Answer these questions using the excerpt below on the Monash City Council proceedings:
(a) On what date did the Melvilles attend the Council offices and ask to see the minutes?
(b) According to the note, what had the Council's solicitors advised?
(c) How did the heading to the note describe the minutes?

EXTRACTED TEXT:
++++++

The contention that the proceedings were continued when Monash City Council knew that it had no chance of success was based on a number of factors, commencing with the fact that Monash City Council ultimately did not proceed with its claim or defend the counterclaim. Additionally, reliance was placed on a note in the minutes of a meeting of the Council held on 21 September 1999. That minute was obtained by the Melvilles when they attended the offices of the Council on 11 February 2000, and asked to see the minutes of 21 September 1999. They wrote down what was recorded. The minute noted what the Chief Executive Officer had said in responding to the statement of one councillor that he had visited the site of the disputed land and was of the opinion that the claim of the Melvilles to adverse possession should be resisted.
The note recorded the CEO as saying that councillors should keep in mind that if the matter went to court it was likely to cost Council a lot of money as their solicitors had advised that “we are likely to lose the case”. That evidence was objected to on the grounds of legal professional privilege. The heading to the note prominently described them as being “Confidential Minutes”.

++++++

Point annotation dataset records
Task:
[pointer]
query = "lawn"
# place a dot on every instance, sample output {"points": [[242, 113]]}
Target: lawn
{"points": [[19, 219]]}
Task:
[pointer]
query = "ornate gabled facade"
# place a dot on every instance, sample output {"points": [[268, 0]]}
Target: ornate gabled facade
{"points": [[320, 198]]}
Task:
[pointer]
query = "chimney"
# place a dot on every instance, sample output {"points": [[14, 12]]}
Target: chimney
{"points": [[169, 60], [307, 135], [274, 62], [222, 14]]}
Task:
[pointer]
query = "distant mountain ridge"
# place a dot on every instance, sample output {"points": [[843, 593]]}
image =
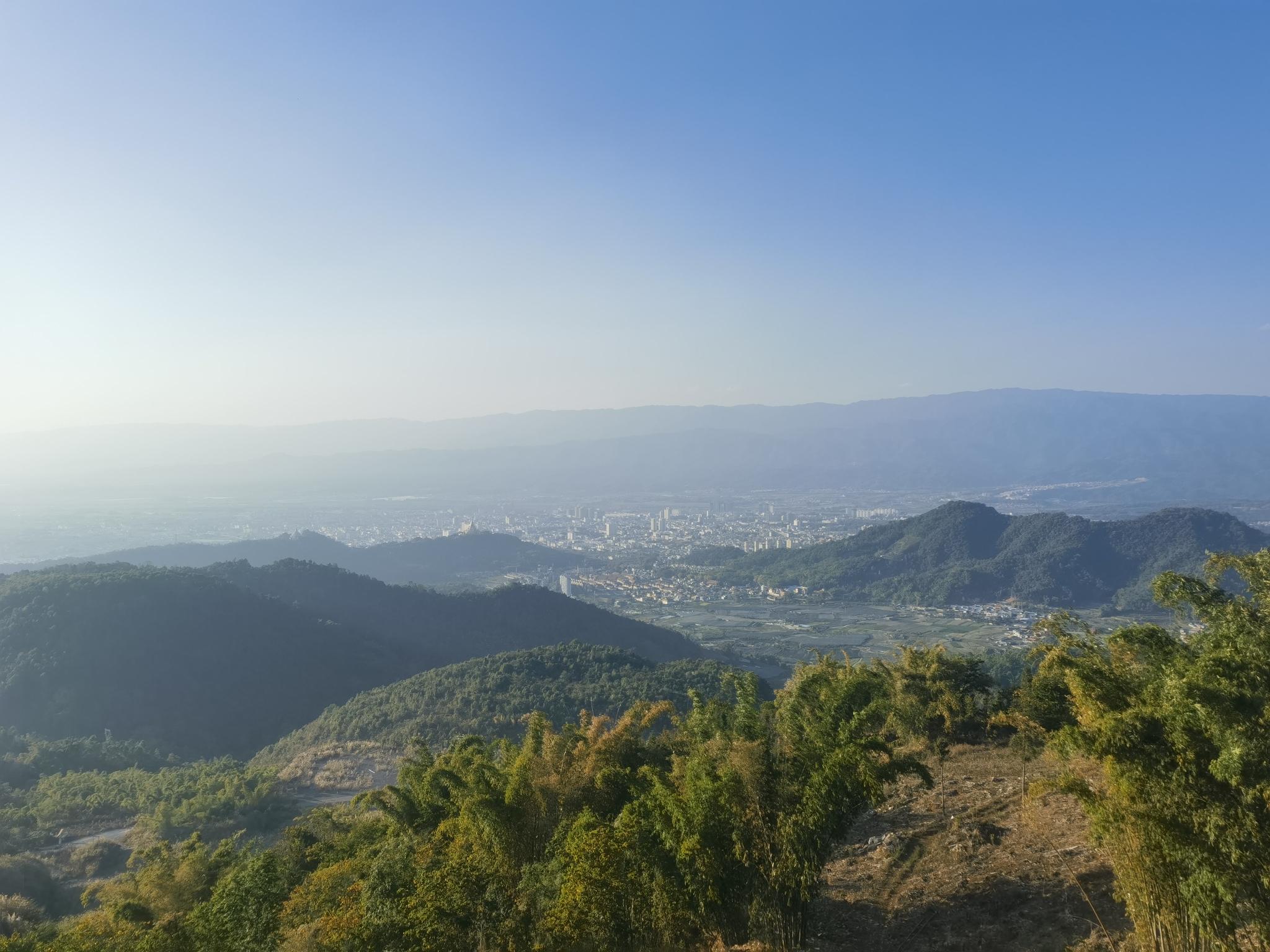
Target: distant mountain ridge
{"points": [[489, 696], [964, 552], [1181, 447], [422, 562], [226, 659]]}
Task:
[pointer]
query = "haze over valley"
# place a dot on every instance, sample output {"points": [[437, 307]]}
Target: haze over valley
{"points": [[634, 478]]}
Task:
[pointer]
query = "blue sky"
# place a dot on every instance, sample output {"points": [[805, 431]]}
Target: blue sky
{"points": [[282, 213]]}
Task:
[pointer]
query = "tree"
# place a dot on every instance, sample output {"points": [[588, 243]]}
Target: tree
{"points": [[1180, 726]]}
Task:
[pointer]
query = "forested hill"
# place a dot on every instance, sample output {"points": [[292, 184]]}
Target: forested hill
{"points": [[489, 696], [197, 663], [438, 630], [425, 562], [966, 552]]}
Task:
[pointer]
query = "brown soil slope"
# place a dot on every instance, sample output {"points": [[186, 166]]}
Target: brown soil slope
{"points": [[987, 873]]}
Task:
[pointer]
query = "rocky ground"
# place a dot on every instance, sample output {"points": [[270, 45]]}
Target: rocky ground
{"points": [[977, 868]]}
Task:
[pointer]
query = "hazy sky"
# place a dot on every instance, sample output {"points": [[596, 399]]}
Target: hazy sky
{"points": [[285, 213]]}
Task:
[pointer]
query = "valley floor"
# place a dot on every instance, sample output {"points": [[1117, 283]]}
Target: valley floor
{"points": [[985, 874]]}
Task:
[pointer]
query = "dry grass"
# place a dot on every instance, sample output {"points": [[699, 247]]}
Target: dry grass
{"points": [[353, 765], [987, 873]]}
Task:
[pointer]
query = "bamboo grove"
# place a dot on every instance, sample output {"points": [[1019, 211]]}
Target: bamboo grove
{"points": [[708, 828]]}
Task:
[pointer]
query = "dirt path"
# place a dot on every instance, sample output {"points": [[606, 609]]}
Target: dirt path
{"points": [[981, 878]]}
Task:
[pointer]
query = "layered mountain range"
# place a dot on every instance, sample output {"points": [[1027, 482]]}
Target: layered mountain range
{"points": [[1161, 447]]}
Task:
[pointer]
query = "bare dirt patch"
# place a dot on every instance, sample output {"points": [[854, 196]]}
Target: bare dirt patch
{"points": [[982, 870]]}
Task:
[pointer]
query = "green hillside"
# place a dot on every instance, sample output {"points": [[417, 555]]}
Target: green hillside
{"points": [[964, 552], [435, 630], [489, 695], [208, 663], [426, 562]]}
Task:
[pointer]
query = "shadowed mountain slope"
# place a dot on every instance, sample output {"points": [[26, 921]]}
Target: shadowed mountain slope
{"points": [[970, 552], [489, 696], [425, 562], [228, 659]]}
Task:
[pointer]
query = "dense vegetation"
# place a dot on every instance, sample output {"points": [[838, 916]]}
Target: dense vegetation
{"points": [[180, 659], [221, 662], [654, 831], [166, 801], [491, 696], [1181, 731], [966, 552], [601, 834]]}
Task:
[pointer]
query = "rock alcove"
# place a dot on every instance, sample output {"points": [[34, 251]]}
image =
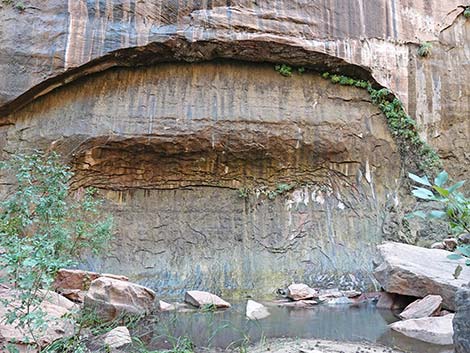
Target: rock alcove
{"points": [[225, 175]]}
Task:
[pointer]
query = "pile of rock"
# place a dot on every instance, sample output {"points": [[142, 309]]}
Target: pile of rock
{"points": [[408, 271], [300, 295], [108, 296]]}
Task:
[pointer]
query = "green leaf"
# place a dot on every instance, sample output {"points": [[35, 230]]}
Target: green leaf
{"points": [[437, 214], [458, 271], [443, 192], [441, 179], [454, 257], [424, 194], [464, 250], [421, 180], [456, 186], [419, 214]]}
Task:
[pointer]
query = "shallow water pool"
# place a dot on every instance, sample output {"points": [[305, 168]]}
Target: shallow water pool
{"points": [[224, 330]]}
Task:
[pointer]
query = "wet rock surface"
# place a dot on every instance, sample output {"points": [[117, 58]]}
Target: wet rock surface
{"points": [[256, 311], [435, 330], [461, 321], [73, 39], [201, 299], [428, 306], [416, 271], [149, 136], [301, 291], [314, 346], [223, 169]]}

++++++

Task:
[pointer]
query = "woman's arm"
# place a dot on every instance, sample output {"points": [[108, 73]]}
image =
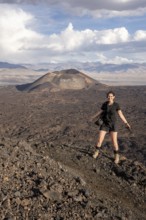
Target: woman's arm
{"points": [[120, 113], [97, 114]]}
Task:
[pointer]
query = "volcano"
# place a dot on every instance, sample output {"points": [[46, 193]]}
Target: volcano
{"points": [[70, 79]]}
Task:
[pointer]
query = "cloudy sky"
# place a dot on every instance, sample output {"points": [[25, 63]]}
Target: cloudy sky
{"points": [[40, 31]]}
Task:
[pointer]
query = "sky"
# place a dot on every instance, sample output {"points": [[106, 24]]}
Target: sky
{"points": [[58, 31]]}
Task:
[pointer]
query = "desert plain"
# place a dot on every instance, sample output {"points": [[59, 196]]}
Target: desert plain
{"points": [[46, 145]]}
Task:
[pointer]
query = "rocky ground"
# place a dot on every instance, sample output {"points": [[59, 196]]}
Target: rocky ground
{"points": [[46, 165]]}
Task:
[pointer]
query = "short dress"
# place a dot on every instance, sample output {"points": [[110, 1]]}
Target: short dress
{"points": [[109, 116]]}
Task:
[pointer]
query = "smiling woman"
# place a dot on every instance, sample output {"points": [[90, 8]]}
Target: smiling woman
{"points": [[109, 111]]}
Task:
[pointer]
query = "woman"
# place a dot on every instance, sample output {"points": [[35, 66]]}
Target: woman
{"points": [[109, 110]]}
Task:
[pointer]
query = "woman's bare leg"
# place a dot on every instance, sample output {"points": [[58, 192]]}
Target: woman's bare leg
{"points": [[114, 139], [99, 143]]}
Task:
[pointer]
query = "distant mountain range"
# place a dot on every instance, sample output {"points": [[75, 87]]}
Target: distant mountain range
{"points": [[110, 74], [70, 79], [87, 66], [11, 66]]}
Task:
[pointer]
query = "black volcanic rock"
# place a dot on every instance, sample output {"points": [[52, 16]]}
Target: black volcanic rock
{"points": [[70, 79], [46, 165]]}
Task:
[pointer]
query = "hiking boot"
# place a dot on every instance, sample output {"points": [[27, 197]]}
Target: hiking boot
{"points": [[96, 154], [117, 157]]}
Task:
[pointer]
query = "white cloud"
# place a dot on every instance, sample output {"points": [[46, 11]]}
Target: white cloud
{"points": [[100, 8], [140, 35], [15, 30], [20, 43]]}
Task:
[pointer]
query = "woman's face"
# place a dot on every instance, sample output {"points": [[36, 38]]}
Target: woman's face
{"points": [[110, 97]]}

++++++

RESPONSE TO THE EXERCISE:
(a) 11 February 2000.
(b) That "we are likely to lose the case".
(c) As "Confidential Minutes".